[Dataset rows]
-- BEGIN --

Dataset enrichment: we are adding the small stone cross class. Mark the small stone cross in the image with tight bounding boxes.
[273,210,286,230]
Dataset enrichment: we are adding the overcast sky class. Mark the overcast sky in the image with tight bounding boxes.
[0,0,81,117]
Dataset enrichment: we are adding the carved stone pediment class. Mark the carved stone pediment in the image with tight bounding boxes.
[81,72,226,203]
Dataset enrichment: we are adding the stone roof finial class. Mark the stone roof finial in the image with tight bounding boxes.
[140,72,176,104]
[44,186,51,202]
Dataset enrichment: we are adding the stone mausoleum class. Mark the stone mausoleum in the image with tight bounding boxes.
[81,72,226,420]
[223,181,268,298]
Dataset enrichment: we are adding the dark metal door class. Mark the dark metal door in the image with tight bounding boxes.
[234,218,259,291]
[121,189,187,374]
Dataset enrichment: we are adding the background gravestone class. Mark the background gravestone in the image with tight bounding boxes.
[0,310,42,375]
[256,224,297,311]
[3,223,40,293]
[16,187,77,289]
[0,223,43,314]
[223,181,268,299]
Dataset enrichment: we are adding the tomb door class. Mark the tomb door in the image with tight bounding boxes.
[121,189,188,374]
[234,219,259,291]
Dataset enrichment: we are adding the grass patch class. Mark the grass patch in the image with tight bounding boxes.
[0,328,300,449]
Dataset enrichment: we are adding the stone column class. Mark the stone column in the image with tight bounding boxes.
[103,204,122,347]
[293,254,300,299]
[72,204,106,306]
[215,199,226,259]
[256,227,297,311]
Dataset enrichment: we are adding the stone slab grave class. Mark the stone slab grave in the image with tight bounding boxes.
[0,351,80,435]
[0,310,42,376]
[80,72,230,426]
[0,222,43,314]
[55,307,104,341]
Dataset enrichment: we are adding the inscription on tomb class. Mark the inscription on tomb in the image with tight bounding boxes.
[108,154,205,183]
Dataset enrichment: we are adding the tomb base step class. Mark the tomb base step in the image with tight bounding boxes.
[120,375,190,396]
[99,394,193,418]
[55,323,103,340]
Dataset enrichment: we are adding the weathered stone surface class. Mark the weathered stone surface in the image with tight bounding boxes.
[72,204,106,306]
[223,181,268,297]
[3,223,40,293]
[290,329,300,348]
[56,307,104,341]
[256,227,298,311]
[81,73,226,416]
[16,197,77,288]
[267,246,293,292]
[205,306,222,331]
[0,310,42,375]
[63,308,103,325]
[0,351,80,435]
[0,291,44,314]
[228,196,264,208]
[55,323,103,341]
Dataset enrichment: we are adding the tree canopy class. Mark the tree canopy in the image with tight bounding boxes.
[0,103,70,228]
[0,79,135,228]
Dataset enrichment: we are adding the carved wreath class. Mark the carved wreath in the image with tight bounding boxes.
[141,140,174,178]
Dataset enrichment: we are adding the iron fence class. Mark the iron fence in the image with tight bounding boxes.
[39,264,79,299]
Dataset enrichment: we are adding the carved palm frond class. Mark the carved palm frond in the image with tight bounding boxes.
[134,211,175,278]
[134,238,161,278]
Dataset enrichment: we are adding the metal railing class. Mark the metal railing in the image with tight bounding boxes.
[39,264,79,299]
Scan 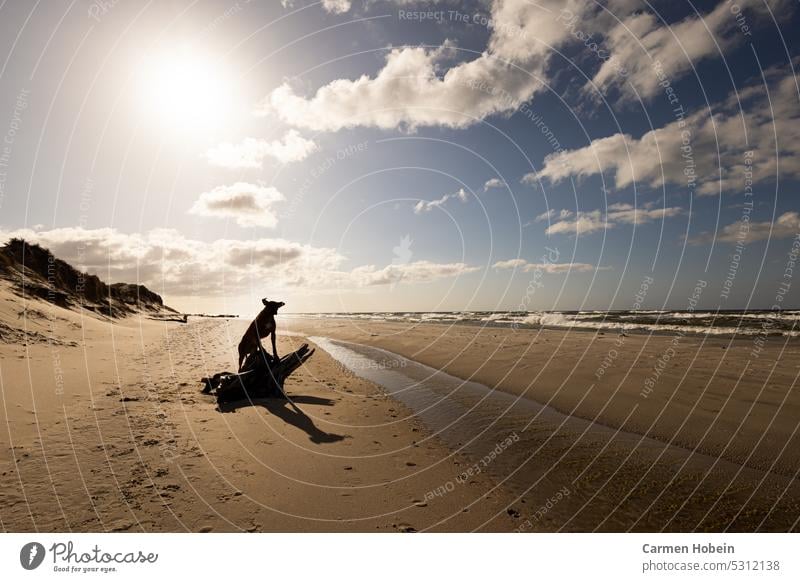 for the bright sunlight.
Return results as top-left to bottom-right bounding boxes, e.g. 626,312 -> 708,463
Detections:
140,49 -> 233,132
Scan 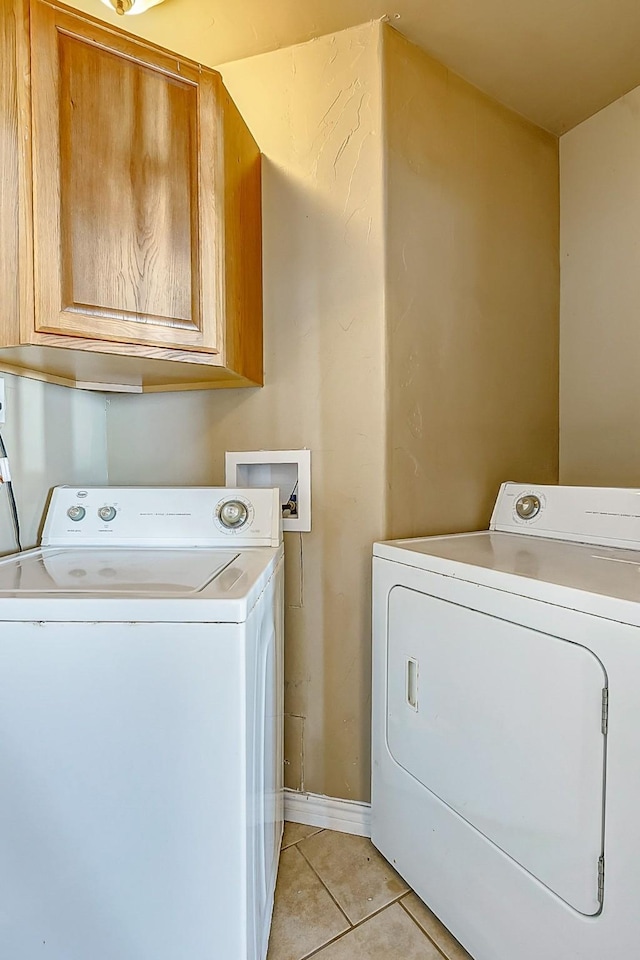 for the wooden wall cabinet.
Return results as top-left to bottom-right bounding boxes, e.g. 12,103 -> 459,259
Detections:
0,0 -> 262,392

-- END --
-- BEGIN --

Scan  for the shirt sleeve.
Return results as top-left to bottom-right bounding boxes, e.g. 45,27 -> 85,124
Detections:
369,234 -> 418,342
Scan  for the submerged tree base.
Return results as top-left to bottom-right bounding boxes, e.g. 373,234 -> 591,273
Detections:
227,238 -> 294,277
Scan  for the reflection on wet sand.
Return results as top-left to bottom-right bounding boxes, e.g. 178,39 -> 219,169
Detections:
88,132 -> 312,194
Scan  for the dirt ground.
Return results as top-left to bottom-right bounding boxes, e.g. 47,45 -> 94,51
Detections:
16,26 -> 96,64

-- END --

## TASK STATEMENT
Recast the part of the records that opens with the line containing "the shirt sleeve." and closes with the line containing "16,26 -> 96,64", both lines included, as a Markdown table with the columns Row number and Record line. Give one row per line and leave out any blank lines.

## RIGHT ANSWER
| Row number | Record line |
|---|---|
| 1 | Scan  for the shirt sleeve. |
| 2 | Return results as top-left to bottom-right bounding boxes, e.g. 45,27 -> 85,124 |
| 3 | Detections: |
| 4 | 369,234 -> 418,342 |
| 5 | Scan  for the submerged tree base. |
| 6 | Return results as top-left to bottom-right bounding boxes, e.g. 373,234 -> 591,273 |
| 7 | Detections: |
| 8 | 227,238 -> 294,277 |
| 9 | Scan  for the reflection on wet sand. |
| 10 | Return results as top-left to bottom-right bounding boxes, e.g. 178,39 -> 219,169 |
| 11 | Detections: |
| 12 | 88,132 -> 312,194 |
| 13 | Scan  for the dirt ground. |
| 14 | Return results as top-left to bottom-right bounding boxes, e.g. 47,45 -> 94,51 |
| 15 | Detections: |
| 16 | 16,26 -> 96,64 |